> _Complete the following_:
A. In the news item about the Isandlwana talk, at what venue and on what date will the event take place?
B. Decide whether each statement agrees with the news item about the Isandlwana talk, answering yes or no and quoting the words from the item that settle it: (i) Andrew Rattray led his first guided tour at age six. (ii) The Zulu warriors at Isandlwana were armed with rifles. (iii) A sit-down dinner will follow the talk.

[Opening Supplied text section]

PLETTENBERG BAY NEWS - As part of Freedom Day celebrations next month, the Van Plettenberg Historical Society will highlight a historic underdog story, the Battle of Isandlwana.
Master storyteller and Plettenberg Bay resident Andrew Rattray will be telling the story of this bloody conflict between the invading British forces - armed with rifles and cannons - and Zulu warriors armed only with spears and shields.
The Zulu warriors emerged victorious. The event will be held at the Burnt Orange at the Plettenberg Bay Angling Club on the Keurbooms River on 27 April.
The talk will be followed by a reception with a selection of snacks and a cash bar.
Chairman of the society, Len Swimmer, said the Battle of Isandlwana during the Anglo-Zulu War of 1879 has been the subject of conjecture and controversy for more than 140 years.
"It is arguably the greatest defeat that the British Empire was ever to suffer in her entire colonial history. In two short hours a modern British army was destroyed. But, was this truly a British defeat?
"Is it explained away by incompetence, failings in supply or overconfidence? Or was it due to the astounding leadership and motivation of the Zulu forces?" Swimmer said.
Calling on the old Zulu stories of the battle to recreate the events of the day, Rattray is expected to explain how this battle was won, give insight into the brave warriors and Zulu chieftains who fought and died defending their king and country – as well as those on the British side, thousands of miles from home.
For Rattray the stories are close to home as he was raised at Fugitive's Drift, on the battlefields of northern KwaZulu-Natal.
Fom a very young age, he listened to his father David telling the epic stories of Isandlwana and Rorke's Drift.
He led his first guided tour at age six when his father was called away to fight a fire. It was very that clear the storytelling genes run strong in the family.
He spent the next eight years telling the stories of Isandlwana and Rorke's Drift, as well as other lesser-known battles and skirmishes of the Anglo-Zulu War of 1879. He has also told these stories at venues across the world, from theatres in the UK to the Royal Geographic Society in Hong Kong.

[Closing Supplied text section]
[Opening Dataset section]

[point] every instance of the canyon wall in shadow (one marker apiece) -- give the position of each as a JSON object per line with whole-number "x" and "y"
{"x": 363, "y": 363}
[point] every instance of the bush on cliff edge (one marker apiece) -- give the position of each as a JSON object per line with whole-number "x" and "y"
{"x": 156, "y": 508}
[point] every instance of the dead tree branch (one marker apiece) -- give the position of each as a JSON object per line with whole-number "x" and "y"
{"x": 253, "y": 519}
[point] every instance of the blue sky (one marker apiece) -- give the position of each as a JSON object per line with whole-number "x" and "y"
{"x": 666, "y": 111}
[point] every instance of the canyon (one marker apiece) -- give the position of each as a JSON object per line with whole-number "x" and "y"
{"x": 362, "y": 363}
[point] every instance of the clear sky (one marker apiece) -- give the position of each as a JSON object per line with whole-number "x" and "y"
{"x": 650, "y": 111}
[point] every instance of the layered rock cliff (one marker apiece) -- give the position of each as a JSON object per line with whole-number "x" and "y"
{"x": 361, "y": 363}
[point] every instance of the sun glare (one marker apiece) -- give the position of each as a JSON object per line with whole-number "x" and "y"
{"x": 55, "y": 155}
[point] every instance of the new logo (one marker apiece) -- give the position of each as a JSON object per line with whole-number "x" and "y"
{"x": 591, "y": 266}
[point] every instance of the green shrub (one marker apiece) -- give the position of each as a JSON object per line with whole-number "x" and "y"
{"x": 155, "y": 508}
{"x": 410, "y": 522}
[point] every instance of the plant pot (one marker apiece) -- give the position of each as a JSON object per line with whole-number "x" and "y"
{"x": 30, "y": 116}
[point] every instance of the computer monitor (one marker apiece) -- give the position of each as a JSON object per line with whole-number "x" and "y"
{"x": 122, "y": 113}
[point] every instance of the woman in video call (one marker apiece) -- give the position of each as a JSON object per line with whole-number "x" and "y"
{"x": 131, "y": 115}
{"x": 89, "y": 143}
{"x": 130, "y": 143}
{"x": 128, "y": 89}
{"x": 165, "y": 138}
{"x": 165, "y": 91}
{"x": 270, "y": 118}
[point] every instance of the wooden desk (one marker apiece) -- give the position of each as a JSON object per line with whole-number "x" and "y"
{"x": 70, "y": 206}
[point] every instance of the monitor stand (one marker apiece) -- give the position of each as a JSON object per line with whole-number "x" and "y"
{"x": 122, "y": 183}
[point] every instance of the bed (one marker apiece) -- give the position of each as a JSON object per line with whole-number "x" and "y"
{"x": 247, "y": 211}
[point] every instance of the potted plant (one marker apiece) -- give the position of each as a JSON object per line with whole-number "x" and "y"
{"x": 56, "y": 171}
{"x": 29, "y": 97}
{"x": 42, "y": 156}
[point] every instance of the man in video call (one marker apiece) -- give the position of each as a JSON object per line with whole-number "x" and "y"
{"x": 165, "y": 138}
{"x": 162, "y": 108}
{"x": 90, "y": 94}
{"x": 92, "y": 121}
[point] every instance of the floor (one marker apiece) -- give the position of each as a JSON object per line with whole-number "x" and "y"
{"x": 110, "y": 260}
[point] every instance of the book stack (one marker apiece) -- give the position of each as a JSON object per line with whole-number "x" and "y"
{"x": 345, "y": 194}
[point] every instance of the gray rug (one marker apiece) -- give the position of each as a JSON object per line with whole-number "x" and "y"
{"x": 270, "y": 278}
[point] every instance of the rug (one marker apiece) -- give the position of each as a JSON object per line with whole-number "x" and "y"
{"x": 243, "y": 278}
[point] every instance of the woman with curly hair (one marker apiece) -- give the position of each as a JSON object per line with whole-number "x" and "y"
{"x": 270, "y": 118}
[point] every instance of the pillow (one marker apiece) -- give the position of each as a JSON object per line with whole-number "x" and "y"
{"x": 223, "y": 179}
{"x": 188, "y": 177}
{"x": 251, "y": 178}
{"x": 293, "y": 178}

[Closing Dataset section]
[Opening Dataset section]

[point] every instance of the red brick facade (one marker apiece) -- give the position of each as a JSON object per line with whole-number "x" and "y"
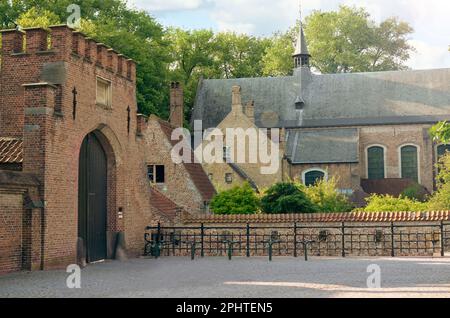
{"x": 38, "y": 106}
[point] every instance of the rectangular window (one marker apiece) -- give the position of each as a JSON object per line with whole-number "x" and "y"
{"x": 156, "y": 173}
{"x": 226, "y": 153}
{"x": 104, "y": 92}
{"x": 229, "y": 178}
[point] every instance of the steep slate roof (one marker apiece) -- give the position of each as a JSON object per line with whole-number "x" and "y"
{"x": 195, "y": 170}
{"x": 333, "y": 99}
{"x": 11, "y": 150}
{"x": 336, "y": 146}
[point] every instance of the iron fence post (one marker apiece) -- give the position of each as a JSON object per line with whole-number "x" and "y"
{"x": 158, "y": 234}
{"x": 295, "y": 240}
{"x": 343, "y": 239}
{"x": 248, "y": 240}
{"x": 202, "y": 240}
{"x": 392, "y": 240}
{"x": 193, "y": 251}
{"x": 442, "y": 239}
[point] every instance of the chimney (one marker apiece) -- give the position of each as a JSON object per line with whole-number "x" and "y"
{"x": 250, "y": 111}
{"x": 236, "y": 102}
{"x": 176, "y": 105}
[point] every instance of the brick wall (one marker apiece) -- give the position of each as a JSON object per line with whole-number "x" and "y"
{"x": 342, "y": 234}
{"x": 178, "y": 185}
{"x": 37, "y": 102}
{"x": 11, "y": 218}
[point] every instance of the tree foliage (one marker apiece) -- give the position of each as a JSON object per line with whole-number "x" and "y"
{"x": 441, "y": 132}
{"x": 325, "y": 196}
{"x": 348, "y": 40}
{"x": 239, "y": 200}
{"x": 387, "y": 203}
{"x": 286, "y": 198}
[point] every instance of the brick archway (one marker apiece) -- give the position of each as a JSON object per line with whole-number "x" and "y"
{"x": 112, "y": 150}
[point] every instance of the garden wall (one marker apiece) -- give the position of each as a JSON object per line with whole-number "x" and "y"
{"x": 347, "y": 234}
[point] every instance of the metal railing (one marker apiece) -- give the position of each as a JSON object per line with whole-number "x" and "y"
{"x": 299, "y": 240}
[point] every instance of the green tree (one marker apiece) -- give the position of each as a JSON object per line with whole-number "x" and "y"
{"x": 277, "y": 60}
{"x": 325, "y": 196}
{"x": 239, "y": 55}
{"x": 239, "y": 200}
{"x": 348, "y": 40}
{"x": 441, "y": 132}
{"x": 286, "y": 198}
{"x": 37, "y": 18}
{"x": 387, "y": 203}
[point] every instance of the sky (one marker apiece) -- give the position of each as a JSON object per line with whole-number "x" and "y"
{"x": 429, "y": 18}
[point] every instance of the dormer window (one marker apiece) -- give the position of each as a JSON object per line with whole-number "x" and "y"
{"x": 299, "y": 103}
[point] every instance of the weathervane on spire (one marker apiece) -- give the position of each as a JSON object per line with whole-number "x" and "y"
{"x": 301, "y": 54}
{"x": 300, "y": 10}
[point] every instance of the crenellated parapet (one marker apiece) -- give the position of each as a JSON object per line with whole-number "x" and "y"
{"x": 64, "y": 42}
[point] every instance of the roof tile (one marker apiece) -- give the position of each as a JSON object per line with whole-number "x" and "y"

[Closing Dataset section]

> _Solutions_:
A. At the Burnt Orange at the Plettenberg Bay Angling Club on the Keurbooms River, on 27 April.

B.
(i) Yes: "He led his first guided tour at age six when his father was called away to fight a fire."
(ii) No: "Zulu warriors armed only with spears and shields."
(iii) No: "The talk will be followed by a reception with a selection of snacks and a cash bar."